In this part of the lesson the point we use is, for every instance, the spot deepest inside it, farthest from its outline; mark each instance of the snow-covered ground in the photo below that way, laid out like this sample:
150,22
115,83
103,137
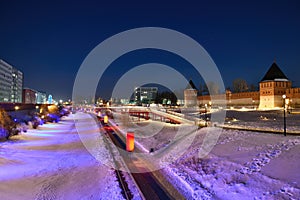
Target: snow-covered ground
52,163
242,165
263,120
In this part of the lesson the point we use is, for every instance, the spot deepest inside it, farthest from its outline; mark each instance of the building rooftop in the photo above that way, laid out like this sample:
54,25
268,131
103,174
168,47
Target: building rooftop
274,74
191,85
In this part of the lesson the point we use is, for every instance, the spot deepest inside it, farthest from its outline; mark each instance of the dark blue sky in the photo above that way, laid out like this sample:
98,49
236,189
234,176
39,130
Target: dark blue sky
48,40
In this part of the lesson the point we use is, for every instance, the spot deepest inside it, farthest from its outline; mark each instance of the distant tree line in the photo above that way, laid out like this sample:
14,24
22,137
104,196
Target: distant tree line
238,85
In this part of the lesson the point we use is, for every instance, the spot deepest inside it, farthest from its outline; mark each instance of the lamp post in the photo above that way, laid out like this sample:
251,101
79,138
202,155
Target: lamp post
205,115
284,117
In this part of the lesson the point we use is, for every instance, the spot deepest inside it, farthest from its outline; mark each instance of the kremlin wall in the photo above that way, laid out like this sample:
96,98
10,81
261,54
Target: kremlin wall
272,87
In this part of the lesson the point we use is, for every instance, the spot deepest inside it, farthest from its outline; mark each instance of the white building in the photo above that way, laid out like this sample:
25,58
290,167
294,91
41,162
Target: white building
11,83
145,94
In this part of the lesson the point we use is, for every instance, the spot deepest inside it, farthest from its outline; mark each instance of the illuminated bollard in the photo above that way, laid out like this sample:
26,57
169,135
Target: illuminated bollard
130,141
105,119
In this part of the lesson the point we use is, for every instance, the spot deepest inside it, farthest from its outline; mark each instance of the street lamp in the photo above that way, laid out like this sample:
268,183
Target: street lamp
205,115
284,117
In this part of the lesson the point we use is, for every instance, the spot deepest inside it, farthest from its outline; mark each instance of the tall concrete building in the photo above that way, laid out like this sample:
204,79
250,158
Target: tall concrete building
145,94
11,83
273,85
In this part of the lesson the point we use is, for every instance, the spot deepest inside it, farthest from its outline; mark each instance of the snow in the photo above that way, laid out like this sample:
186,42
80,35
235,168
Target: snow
242,165
52,163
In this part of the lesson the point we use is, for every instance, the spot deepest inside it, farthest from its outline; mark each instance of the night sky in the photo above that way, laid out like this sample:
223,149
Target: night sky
48,40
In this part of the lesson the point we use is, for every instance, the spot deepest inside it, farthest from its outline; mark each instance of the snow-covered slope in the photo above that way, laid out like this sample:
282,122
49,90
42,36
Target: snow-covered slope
52,163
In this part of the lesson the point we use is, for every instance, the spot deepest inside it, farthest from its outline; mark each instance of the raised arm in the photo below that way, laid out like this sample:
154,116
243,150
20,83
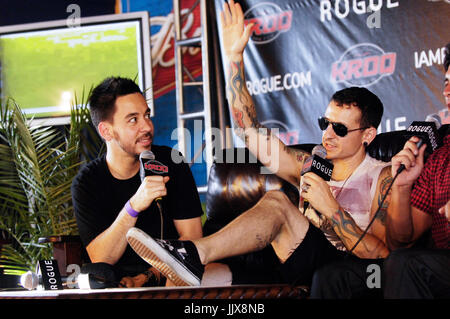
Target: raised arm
272,152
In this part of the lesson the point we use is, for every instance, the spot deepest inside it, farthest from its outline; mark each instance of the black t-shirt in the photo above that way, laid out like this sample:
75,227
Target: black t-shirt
98,198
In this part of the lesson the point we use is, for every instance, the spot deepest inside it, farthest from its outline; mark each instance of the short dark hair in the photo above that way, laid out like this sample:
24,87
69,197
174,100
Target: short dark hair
447,56
369,104
103,97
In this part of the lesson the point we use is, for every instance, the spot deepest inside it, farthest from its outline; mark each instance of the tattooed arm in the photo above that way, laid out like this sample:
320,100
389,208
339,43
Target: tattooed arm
373,245
272,152
405,223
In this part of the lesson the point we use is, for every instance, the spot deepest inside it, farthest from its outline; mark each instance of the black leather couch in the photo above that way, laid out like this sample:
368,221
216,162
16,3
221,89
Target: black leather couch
235,184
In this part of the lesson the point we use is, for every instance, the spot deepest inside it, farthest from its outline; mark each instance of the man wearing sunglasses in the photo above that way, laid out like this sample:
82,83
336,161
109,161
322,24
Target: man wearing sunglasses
344,205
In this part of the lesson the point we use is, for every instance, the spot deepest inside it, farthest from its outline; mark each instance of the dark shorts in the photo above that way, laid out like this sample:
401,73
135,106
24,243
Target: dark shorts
263,267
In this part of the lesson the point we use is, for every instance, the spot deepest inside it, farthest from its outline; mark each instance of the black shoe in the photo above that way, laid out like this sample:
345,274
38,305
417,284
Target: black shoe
175,259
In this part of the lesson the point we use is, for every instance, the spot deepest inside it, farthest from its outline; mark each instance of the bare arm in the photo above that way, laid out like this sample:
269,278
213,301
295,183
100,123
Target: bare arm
372,244
272,152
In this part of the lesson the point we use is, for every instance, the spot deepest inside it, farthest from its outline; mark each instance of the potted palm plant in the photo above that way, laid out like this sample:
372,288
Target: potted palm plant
37,165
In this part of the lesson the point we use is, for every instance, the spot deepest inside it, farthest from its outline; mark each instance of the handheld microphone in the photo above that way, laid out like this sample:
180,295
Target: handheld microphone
149,166
317,164
426,131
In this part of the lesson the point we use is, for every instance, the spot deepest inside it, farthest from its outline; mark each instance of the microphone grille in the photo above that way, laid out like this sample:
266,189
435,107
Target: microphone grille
320,151
147,155
29,280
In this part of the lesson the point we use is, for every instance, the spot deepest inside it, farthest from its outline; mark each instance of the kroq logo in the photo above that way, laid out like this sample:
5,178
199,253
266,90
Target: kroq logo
363,65
269,21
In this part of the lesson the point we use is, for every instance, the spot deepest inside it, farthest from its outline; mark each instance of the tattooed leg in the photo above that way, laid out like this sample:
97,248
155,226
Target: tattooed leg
273,220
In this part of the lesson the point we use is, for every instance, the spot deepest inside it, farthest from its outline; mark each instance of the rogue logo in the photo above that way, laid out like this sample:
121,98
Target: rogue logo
287,136
156,167
363,65
269,21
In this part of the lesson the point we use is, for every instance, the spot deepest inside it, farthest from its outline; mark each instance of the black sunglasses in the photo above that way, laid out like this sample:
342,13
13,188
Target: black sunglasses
340,129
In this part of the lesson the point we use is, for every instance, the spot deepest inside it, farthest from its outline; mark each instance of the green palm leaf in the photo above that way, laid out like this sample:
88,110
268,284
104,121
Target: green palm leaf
37,165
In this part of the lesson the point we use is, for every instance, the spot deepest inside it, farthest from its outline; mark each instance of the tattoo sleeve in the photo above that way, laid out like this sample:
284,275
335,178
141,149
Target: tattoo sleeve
242,107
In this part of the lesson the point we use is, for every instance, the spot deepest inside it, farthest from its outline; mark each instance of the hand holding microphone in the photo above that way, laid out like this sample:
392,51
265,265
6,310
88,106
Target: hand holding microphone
423,137
322,170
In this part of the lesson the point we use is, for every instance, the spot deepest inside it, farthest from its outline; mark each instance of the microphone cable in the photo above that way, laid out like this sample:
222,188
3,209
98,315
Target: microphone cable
399,170
158,203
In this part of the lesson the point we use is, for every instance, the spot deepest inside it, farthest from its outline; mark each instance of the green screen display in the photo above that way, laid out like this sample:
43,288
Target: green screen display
43,70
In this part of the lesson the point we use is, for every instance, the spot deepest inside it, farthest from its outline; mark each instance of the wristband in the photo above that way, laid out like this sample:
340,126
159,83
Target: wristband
130,210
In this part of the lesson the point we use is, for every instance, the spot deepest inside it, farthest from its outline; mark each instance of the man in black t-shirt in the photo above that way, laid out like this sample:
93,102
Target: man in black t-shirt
108,195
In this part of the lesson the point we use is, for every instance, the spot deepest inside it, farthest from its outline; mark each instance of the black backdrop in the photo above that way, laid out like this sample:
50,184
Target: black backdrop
302,51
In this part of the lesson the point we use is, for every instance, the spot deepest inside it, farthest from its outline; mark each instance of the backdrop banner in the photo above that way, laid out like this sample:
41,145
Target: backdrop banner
302,51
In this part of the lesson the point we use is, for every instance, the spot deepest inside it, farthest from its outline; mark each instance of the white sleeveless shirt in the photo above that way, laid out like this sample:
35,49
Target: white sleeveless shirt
354,195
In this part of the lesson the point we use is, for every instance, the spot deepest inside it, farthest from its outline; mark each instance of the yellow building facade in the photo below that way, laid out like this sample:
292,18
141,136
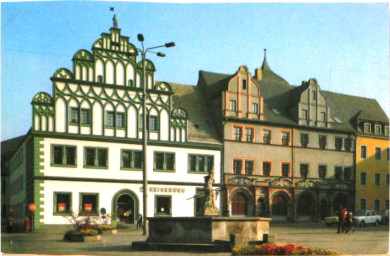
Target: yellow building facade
372,172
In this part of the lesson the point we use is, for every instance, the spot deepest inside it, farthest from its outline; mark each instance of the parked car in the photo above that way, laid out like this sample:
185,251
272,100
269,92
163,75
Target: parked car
363,218
331,220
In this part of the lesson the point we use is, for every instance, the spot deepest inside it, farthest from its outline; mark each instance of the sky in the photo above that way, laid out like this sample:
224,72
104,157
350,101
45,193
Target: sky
345,46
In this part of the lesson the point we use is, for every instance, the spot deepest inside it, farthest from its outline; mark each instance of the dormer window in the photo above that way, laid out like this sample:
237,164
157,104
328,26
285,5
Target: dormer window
233,105
243,84
367,128
378,129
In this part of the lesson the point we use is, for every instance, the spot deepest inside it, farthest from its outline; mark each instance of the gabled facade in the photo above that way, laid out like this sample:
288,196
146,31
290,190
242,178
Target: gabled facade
86,142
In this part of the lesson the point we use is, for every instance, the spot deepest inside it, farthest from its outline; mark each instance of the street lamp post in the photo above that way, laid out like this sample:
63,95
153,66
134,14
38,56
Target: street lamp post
144,118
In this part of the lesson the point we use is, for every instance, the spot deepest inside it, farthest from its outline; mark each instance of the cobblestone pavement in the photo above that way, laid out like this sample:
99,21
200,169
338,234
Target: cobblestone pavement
367,240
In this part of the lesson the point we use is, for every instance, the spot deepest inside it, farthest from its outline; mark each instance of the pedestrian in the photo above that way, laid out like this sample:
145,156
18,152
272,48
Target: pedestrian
27,225
341,219
349,222
10,224
139,222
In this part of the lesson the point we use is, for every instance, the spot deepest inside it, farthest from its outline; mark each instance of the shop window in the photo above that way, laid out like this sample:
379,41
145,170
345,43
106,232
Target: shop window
322,141
338,143
62,203
237,133
363,178
237,165
164,161
285,169
363,152
63,155
96,157
304,140
248,167
131,159
322,171
304,170
249,134
163,205
266,168
267,137
89,204
377,153
200,163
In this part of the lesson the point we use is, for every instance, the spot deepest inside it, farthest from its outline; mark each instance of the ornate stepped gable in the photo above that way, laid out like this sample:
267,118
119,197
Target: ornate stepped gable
106,84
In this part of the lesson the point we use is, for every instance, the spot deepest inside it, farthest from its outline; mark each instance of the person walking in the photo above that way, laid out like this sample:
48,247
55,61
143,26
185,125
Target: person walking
10,224
341,219
139,222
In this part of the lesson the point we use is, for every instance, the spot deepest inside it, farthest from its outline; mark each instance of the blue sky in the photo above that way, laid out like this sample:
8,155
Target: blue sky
344,46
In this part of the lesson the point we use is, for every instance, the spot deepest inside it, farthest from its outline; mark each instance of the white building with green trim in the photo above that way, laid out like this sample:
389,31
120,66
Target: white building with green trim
84,150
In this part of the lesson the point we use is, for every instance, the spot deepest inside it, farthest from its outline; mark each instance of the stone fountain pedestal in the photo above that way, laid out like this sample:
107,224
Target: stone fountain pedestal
207,233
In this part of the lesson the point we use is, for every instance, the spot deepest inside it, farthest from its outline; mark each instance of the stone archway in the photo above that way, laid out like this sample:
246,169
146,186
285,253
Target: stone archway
125,207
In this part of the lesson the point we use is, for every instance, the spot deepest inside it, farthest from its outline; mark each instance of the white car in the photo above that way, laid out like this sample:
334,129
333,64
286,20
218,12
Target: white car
363,218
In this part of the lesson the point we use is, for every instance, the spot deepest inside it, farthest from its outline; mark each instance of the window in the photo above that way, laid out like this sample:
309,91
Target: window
96,157
347,173
363,151
74,115
85,116
267,136
338,172
377,205
377,153
266,168
115,119
362,204
255,108
285,170
248,167
285,138
200,163
304,140
152,122
89,204
63,155
304,170
237,133
348,145
322,116
322,141
338,143
233,105
131,159
164,161
322,171
377,179
367,128
237,164
363,178
62,203
163,205
304,114
378,129
249,134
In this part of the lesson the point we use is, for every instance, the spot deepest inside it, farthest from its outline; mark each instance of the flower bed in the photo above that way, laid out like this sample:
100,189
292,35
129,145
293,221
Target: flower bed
289,249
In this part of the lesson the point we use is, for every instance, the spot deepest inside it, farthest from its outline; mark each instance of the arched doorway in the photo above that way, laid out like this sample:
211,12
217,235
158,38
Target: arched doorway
262,207
279,207
239,204
125,207
304,207
340,199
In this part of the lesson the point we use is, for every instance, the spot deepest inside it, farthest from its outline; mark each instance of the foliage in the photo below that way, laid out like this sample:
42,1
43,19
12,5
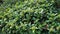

▸ Task objective: Please give the number of lines above that include the string "below", with nothing added.

▸ Task result: 4